WHAT YOU HAVE TO DO
The answer must be an exact copy of the records below, with every picture left out.

SUPPLIED MATERIAL

= = = = =

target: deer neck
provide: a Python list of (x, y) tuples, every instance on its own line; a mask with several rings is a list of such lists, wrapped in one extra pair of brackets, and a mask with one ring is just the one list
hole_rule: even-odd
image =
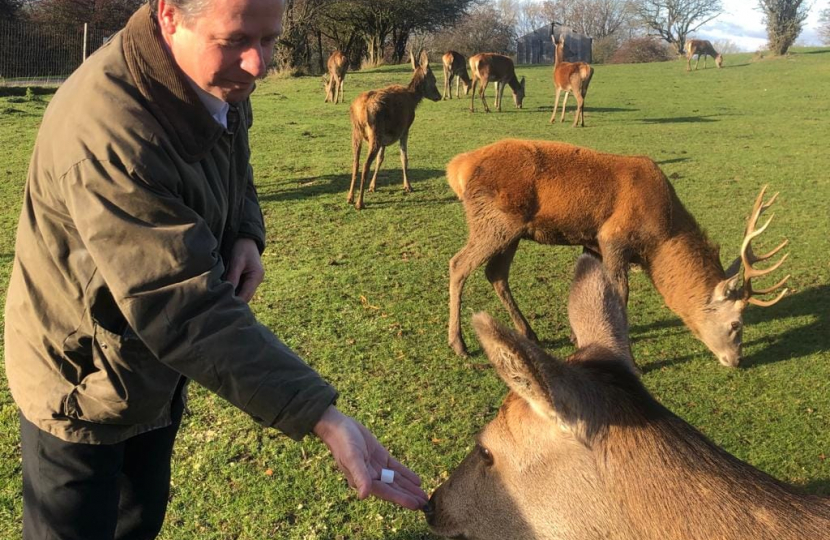
[(700, 316), (715, 286), (726, 279), (717, 248), (696, 224), (660, 242), (647, 259), (657, 291), (686, 322)]
[(519, 84), (519, 79), (516, 77), (516, 72), (513, 72), (513, 74), (510, 75), (510, 78), (507, 79), (507, 85), (510, 86), (510, 89), (513, 90), (514, 94), (519, 93), (521, 85)]
[(424, 99), (424, 91), (423, 91), (423, 83), (424, 83), (424, 73), (421, 70), (415, 72), (412, 76), (412, 80), (409, 81), (409, 86), (407, 89), (409, 90), (409, 94), (412, 96), (412, 99), (417, 106), (421, 103), (421, 100)]
[(556, 69), (556, 66), (564, 62), (562, 54), (562, 47), (559, 45), (554, 45), (553, 47), (553, 68)]
[[(714, 446), (674, 415), (651, 423), (645, 432), (621, 426), (609, 433), (608, 442), (606, 496), (620, 501), (622, 520), (637, 532), (635, 538), (795, 540), (826, 535), (830, 500), (796, 493)], [(681, 523), (684, 530), (678, 536), (675, 527)]]

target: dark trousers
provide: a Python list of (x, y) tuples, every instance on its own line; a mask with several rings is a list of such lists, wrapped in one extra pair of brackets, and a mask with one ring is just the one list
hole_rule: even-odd
[(155, 538), (183, 408), (177, 392), (172, 425), (118, 444), (69, 443), (20, 415), (24, 540)]

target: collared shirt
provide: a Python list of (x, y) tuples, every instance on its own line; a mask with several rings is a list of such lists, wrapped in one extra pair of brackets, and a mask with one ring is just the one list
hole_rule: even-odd
[(199, 85), (193, 82), (193, 79), (190, 77), (187, 77), (187, 81), (190, 83), (190, 86), (196, 90), (196, 95), (199, 96), (199, 99), (202, 103), (204, 103), (213, 119), (219, 122), (223, 128), (228, 129), (228, 109), (230, 109), (228, 102), (222, 101), (213, 94), (205, 92), (199, 88)]

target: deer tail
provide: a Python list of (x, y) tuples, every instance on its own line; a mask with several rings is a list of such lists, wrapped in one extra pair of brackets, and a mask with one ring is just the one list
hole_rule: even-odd
[(473, 171), (467, 154), (459, 154), (447, 164), (447, 183), (459, 199), (464, 198), (464, 191), (467, 189), (467, 182), (473, 175)]

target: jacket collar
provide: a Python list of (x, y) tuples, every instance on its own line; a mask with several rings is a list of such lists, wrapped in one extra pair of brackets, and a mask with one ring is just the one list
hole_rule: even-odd
[(188, 162), (205, 157), (224, 128), (205, 108), (161, 38), (149, 3), (124, 28), (124, 57), (148, 109)]

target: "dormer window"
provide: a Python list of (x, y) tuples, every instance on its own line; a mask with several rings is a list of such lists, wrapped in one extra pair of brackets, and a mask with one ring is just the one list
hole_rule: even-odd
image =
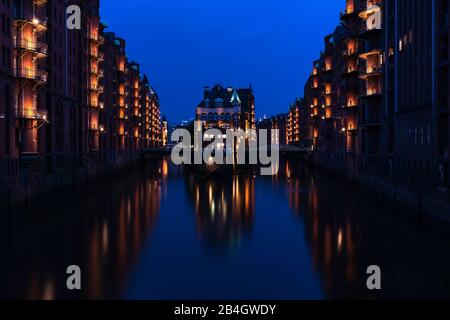
[(205, 107), (209, 107), (209, 99), (205, 99)]
[(219, 107), (219, 108), (221, 108), (221, 107), (223, 107), (223, 99), (222, 98), (217, 98), (216, 100), (215, 100), (215, 103), (216, 103), (216, 107)]

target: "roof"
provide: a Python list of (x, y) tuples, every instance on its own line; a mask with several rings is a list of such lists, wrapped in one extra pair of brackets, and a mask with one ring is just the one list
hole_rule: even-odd
[(232, 93), (221, 85), (215, 85), (205, 92), (205, 96), (197, 108), (233, 108)]

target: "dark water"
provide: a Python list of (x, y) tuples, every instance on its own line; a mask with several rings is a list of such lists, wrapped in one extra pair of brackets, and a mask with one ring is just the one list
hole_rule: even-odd
[(449, 228), (298, 161), (199, 180), (163, 159), (1, 221), (0, 298), (450, 298)]

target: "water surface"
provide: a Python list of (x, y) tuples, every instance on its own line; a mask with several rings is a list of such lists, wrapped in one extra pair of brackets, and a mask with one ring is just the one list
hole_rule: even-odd
[[(161, 159), (1, 219), (1, 298), (450, 297), (448, 228), (297, 160), (274, 177), (197, 179)], [(77, 293), (65, 287), (74, 264)]]

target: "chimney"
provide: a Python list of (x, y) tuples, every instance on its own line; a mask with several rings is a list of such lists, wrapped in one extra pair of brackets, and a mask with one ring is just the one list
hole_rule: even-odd
[(205, 91), (204, 91), (204, 98), (206, 99), (206, 98), (208, 98), (208, 96), (209, 96), (209, 87), (208, 86), (205, 86)]

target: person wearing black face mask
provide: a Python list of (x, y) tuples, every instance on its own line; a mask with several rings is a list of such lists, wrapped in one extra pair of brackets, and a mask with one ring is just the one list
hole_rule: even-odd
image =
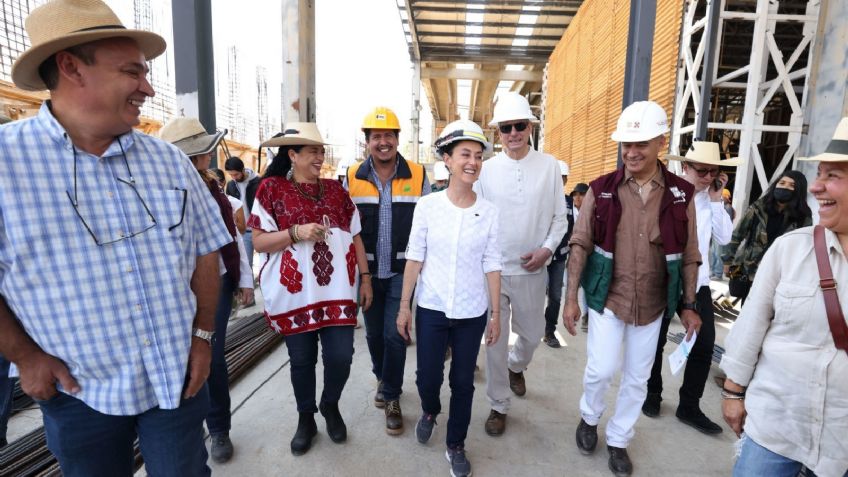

= = = = =

ANSWER BELOW
target: deer neck
provide: a Python list of (x, y) tuples, every instance on its own line; a mask with several rings is a list of such lists, wrapped in one extra pair of brackets, and a mask with one ring is just the one list
hole_rule: even-odd
image =
[(700, 316), (715, 286), (726, 279), (717, 248), (696, 224), (660, 242), (647, 259), (657, 291), (686, 322)]
[(519, 84), (519, 79), (516, 77), (516, 72), (513, 72), (513, 74), (510, 75), (510, 78), (507, 79), (507, 85), (510, 86), (510, 89), (513, 90), (514, 94), (519, 93), (521, 85)]
[(424, 99), (424, 91), (423, 91), (423, 83), (424, 83), (424, 73), (421, 70), (415, 72), (412, 76), (412, 80), (409, 81), (409, 86), (407, 89), (409, 90), (409, 94), (412, 96), (412, 99), (417, 106), (421, 103), (421, 100)]
[(556, 69), (556, 66), (564, 62), (562, 54), (562, 47), (559, 45), (554, 45), (553, 47), (553, 68)]
[[(714, 446), (674, 415), (651, 423), (645, 432), (621, 426), (609, 433), (608, 442), (606, 496), (620, 501), (622, 520), (637, 532), (635, 538), (795, 540), (826, 535), (830, 500), (796, 493)], [(681, 523), (684, 530), (678, 536), (675, 527)]]

target: dark trousers
provide: a Python list of (x, y) tuples, every instance on its own line; a mask with several rings is a list of such lists, wrapped in one extra pair of brackets, and a mask with one ring is just the one list
hole_rule: even-odd
[(155, 538), (183, 408), (177, 392), (172, 425), (118, 444), (69, 443), (20, 415), (24, 540)]

target: collared shirt
provide: a Python list of (x, y) tuples, every instance on its own line; a mask with several rings is a list of such lists, wrapped in one extra pair of brackets, and a mask with one ring is just the one list
hole_rule: even-odd
[(199, 85), (193, 82), (193, 79), (190, 77), (187, 77), (187, 81), (190, 83), (190, 86), (196, 90), (196, 95), (199, 96), (199, 99), (202, 103), (204, 103), (213, 119), (219, 122), (223, 128), (228, 129), (228, 109), (230, 109), (228, 102), (222, 101), (213, 94), (205, 92), (199, 88)]

target: deer tail
provide: a Python list of (x, y) tuples, every instance on its own line; a mask with several rings is a list of such lists, wrapped in one extra pair of brackets, and a mask with one ring is just the one list
hole_rule: even-odd
[(473, 171), (467, 154), (459, 154), (447, 164), (447, 183), (459, 199), (464, 198), (464, 191), (467, 189), (467, 182), (473, 175)]

target: jacket collar
provide: a Python list of (x, y) tuples, every instance on its own line; a mask with several rings is a list of such lists, wrapped in one extra pair of brackets, and a mask with one ring is just the one list
hole_rule: even-odd
[(188, 162), (205, 157), (224, 128), (205, 108), (161, 38), (149, 3), (124, 28), (124, 57), (148, 109)]

target: "dormer window"
provide: a Python list of (x, y) tuples, every instance on its own line; a mask with several rings is a list of such lists, wrapped in one extra pair of brackets, and a mask with one ring is just the one list
hole_rule: even-odd
image =
[(205, 107), (209, 107), (209, 99), (205, 99)]
[(219, 107), (219, 108), (221, 108), (221, 107), (223, 107), (223, 99), (222, 98), (217, 98), (216, 100), (215, 100), (215, 103), (216, 103), (216, 107)]

target: "roof"
provide: a Python list of (x, y) tuples, every instance on its own line; a mask with several rings is a list of such lists, wrapped in one extra pair of brackets, and a mask with one ring is just the one list
hole_rule: even-odd
[(232, 93), (221, 85), (215, 85), (205, 92), (205, 96), (197, 108), (233, 108)]

target: "dark water"
provide: a Python list of (x, y) tuples, every instance on its own line; a mask with several rings is a list of such lists, wrapped in one extra pair of brackets, and a mask with one ring is just the one list
hole_rule: even-odd
[(449, 228), (298, 161), (199, 180), (163, 159), (1, 221), (0, 298), (450, 298)]

target: "water surface"
provide: a Python list of (x, y) tuples, every instance on its own line; a mask with several rings is a list of such lists, wrapped in one extra pair of brackets, and a mask with one ring is just the one list
hole_rule: even-odd
[[(161, 159), (1, 219), (1, 298), (450, 297), (448, 228), (297, 160), (274, 177), (197, 179)], [(77, 293), (65, 287), (74, 264)]]

target: "chimney"
provide: a Python list of (x, y) tuples, every instance on its own line; a mask with several rings is a list of such lists, wrapped in one extra pair of brackets, and a mask with one ring is just the one list
hole_rule: even-odd
[(205, 91), (204, 91), (204, 98), (206, 99), (206, 98), (208, 98), (208, 96), (209, 96), (209, 87), (208, 86), (205, 86)]

target: person wearing black face mask
provide: a Python list of (x, y) tuples, every instance on its own line; a mask with several rings is a list of such lists, wrapped in one extra pair of brackets, and a mask with one ring is just the one list
hole_rule: even-odd
image =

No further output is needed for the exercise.